Rewrite the lines from the one containing "formation, that would be most helpful." through the end of the records, putting "stone outcrop" in place of every occurrence of "rock formation" and changing nothing else.
**** SOURCE MATERIAL
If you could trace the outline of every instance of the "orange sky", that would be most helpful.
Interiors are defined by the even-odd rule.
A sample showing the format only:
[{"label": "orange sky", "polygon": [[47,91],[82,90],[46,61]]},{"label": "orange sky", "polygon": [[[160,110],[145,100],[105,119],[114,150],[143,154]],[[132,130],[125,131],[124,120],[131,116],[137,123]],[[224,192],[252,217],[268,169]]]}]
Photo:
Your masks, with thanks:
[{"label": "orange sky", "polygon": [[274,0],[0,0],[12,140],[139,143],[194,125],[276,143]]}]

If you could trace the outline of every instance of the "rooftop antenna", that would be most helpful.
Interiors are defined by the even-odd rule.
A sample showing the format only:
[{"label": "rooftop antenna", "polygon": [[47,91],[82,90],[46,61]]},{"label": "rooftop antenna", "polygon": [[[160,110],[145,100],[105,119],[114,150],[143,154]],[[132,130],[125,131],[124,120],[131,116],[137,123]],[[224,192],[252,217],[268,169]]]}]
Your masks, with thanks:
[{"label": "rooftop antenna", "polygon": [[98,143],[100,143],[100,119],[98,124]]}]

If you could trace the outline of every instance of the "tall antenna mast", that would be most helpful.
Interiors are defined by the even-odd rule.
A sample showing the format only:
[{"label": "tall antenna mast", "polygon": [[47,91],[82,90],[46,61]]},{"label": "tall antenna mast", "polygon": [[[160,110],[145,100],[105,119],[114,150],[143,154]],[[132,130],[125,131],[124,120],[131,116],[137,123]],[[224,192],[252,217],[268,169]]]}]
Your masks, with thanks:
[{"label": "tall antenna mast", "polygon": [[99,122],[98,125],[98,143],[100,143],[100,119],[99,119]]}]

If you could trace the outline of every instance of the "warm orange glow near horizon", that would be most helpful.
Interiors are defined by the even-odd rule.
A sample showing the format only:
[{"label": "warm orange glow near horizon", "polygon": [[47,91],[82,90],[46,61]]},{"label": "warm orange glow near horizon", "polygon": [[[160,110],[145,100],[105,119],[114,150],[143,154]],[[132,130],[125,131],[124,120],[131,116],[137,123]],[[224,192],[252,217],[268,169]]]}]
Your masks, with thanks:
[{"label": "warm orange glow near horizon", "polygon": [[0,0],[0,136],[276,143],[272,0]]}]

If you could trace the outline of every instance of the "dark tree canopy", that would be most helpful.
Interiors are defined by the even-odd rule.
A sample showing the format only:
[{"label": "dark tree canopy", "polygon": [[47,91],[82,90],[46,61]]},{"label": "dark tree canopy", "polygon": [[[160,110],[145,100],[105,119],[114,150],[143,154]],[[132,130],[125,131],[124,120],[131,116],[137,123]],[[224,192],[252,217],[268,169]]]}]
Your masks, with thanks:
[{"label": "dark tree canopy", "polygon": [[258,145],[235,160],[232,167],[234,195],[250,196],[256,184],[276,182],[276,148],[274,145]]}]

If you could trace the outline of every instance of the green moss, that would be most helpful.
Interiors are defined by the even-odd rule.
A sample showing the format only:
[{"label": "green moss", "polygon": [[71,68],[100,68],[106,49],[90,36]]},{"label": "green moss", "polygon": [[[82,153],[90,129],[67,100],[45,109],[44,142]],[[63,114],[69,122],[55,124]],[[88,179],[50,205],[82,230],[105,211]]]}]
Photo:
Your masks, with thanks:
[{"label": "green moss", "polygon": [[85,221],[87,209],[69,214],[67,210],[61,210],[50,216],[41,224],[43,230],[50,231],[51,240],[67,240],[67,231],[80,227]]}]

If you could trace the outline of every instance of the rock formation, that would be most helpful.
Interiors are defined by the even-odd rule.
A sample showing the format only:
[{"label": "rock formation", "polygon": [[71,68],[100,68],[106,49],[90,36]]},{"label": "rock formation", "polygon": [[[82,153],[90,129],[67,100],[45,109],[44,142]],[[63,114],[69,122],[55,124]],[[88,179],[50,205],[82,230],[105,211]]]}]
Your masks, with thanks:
********
ANSWER FOR THIS EXERCISE:
If you could trace the outline of every instance of the stone outcrop, that would be most helpful.
Interiors are defined by the even-odd rule.
A sample showing the format only:
[{"label": "stone outcrop", "polygon": [[71,68],[100,68],[106,49],[90,36]]},{"label": "stone outcrop", "polygon": [[[82,153],[90,129],[67,100],[45,109],[44,142]],[[63,114],[69,122],[55,124]],[[88,179],[50,205],[82,230],[105,211]]]}]
Your masks, with thanks:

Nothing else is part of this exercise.